Action item: Extract all records. Keep each one exact.
● ● ● ● ●
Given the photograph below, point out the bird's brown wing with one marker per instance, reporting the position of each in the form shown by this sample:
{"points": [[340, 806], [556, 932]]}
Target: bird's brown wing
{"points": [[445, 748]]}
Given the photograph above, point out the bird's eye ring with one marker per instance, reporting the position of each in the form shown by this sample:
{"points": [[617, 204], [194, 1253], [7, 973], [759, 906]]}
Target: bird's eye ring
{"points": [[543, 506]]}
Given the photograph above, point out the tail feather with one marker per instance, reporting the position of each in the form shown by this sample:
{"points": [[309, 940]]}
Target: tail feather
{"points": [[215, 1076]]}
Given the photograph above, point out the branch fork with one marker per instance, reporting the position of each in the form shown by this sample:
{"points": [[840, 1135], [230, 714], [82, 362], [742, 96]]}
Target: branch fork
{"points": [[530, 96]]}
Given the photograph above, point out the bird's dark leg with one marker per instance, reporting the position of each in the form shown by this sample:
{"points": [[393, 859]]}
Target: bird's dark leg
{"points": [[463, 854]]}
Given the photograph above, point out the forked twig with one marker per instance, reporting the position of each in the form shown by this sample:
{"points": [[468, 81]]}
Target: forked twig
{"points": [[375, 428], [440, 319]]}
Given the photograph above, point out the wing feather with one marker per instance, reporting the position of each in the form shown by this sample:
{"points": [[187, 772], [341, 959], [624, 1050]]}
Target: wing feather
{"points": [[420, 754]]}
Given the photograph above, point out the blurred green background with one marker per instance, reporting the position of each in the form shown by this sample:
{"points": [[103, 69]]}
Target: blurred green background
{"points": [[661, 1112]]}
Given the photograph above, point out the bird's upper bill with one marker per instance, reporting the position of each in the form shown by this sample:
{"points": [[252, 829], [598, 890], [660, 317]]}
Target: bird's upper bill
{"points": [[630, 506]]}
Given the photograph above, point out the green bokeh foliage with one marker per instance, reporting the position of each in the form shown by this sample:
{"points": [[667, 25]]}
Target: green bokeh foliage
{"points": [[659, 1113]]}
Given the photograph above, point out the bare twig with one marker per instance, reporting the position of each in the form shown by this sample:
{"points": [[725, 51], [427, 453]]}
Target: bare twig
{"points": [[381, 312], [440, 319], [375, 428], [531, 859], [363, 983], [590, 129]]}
● ● ● ● ●
Written solution:
Given the photograph below, point out the bird's brown wing with one marker per instance, reporting the position of each in the form shown by this sample:
{"points": [[340, 806], [556, 932]]}
Target: bird's brown wing
{"points": [[445, 748]]}
Given the photograph above, point out the bird's eye ring with one marker per instance, reporting the position of each in the form shown by this sample:
{"points": [[617, 204], [194, 1253], [7, 973], [759, 906]]}
Target: bird's eye ring
{"points": [[543, 506]]}
Given the photograph above, point out the tail feather with one marker per instance, reporting the position of each in the form shown by this sample:
{"points": [[309, 940]]}
Target: tail feather
{"points": [[215, 1076]]}
Given the photograph above, point out the branch fork with one marker per instance, reporting the position of each in the form shown by this sample:
{"points": [[840, 1135], [230, 714], [82, 362], [742, 96]]}
Target: branch fork
{"points": [[530, 96]]}
Given the photograph above, point out the bird's dark leg with one marker per instance, reporting the position of each in the form shown by this sample:
{"points": [[393, 859]]}
Target: bird's dark leg
{"points": [[463, 854]]}
Given the photograph above, point out the forked twig with one marker per instance, reporting the position of each in the form shown by this sample:
{"points": [[468, 81]]}
Target: forked twig
{"points": [[375, 428], [440, 319]]}
Given the photograph above, point out the wing feather with one marker per instance, reporting the position of each in the form shown by this sample:
{"points": [[187, 772], [341, 959], [624, 1050]]}
Target: wing feather
{"points": [[420, 754]]}
Given the photograph above, point out the blurred green background with one marker per instance, reporting the position of each in the form shown by this sample:
{"points": [[103, 69]]}
Target: blurred green background
{"points": [[661, 1112]]}
Given the photograph above, point out the bird's upper bill with one marker per instance, reporting the position of each in the form shown by this sample:
{"points": [[252, 829], [598, 890], [660, 317]]}
Target: bird's upper bill
{"points": [[630, 506]]}
Given the photograph above, point out the green bokeh foliage with one marker per instance, reporting the position of each in the form shown by this sample:
{"points": [[667, 25]]}
Target: green bokeh foliage
{"points": [[659, 1113]]}
Given the photograph above, point out the bare twig with one marker per instance, reporting the position of each in the form shown by this sample:
{"points": [[725, 51], [427, 453]]}
Target: bare twig
{"points": [[381, 312], [440, 319], [375, 428], [531, 859], [363, 983], [590, 129]]}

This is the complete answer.